• WHAT IS BEING ASKED
Set down all of the entries below word for word, with the pictures left out.

• Point localization data
┄┄┄┄┄┄

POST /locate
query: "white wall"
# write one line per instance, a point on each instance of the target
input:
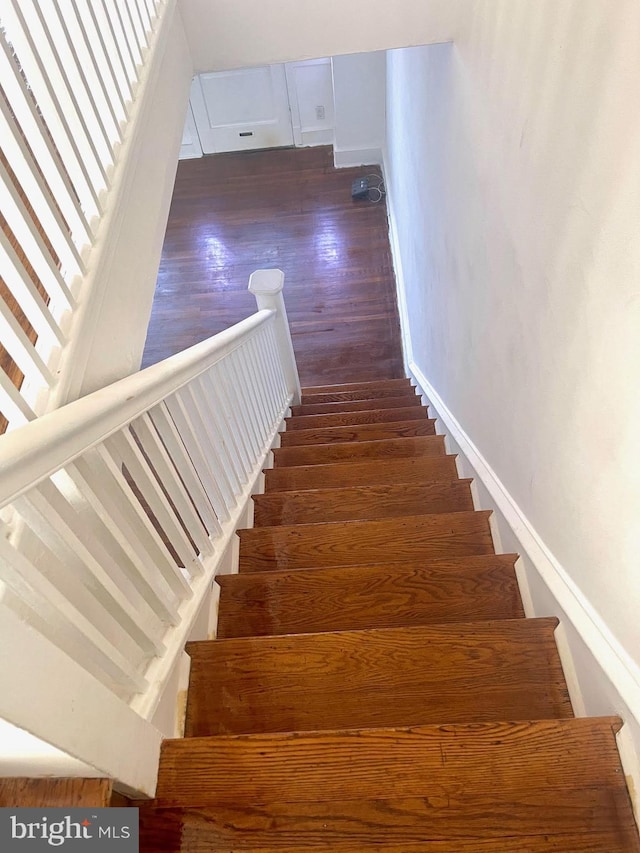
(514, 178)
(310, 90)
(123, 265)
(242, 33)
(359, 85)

┄┄┄┄┄┄

• ANSWER SPACE
POST /locate
query: "white wall"
# write one line per instance, a point on each instance of the target
input:
(514, 178)
(310, 90)
(123, 265)
(242, 33)
(359, 85)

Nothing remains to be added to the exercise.